### Exercise
Where a line of the records contains the word "target", show that line.

### Recorded information
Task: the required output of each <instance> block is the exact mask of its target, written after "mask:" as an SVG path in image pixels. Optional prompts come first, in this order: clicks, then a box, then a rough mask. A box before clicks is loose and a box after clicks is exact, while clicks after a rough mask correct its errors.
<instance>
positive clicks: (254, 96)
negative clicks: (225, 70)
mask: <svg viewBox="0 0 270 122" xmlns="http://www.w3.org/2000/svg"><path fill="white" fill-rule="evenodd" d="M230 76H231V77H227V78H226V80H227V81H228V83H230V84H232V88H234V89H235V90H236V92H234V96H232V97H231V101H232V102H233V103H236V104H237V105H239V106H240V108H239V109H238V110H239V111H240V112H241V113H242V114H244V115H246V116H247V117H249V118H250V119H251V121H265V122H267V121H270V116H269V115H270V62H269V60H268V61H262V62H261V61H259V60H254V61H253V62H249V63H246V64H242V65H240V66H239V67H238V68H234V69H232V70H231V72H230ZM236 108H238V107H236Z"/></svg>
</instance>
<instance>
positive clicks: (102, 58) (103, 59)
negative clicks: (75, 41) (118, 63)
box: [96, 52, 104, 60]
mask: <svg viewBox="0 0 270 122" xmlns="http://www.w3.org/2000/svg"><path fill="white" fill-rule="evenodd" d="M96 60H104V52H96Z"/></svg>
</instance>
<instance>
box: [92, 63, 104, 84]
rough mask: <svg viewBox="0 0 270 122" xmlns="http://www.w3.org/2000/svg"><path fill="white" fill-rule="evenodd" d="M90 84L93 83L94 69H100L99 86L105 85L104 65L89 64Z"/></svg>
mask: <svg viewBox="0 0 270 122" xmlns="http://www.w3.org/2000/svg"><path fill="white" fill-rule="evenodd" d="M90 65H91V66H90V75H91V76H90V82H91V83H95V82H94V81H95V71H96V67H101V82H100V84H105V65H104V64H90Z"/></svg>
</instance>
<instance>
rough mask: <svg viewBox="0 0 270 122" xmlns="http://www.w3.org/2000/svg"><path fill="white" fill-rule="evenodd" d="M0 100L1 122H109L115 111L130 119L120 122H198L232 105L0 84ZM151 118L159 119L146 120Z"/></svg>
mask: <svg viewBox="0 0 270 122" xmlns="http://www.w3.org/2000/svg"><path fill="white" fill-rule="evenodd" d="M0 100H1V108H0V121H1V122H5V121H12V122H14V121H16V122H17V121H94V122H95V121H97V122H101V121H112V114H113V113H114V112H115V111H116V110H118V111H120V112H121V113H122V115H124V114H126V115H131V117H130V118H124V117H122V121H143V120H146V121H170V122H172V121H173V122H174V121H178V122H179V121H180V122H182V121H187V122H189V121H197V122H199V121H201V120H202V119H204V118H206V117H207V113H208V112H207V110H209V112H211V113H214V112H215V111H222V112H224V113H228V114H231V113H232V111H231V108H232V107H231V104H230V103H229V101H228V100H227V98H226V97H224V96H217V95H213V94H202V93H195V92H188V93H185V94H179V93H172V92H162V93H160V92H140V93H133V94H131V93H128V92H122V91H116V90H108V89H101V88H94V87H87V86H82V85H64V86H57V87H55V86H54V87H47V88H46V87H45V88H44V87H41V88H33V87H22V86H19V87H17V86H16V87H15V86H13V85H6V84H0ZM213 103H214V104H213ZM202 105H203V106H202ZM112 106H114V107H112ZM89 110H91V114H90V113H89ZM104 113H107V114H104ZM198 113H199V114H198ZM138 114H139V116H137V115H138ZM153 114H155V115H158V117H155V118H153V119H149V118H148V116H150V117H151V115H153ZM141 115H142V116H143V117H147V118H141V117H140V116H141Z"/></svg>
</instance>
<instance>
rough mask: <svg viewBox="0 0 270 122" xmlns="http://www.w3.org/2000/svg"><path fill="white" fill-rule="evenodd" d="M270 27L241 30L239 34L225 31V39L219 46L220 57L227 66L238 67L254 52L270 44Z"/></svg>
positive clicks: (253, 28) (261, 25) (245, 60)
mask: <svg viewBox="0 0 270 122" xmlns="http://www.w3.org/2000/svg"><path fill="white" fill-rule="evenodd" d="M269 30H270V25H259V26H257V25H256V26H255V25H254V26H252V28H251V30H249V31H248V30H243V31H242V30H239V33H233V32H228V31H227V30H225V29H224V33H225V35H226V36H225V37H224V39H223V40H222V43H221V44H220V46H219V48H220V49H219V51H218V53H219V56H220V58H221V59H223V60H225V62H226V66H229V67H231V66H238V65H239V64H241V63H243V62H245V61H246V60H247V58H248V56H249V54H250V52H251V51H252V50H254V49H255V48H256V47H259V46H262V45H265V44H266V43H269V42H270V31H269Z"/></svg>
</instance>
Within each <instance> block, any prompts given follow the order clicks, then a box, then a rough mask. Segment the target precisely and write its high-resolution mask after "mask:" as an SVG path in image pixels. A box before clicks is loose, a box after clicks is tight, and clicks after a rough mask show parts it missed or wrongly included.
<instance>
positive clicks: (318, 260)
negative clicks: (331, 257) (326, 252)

### Written answer
Task: the required output of each <instance> block is the exact mask of its target, written after "mask:" as an SVG path in image pixels. Optional prompts come first, in this order: clicks, then a box, then a rough mask. A box before clicks is loose and a box after clicks is exact, while clicks after a rough mask correct its errors.
Within each <instance> block, any prompts given follow the order clicks, then a box, then a rough mask. Segment the target precisely and write its high-resolution mask after "mask:" as an SVG path in image pixels. A box before clicks is loose, a box after clicks is tight, and clicks after a rough mask show parts it missed or wrongly included.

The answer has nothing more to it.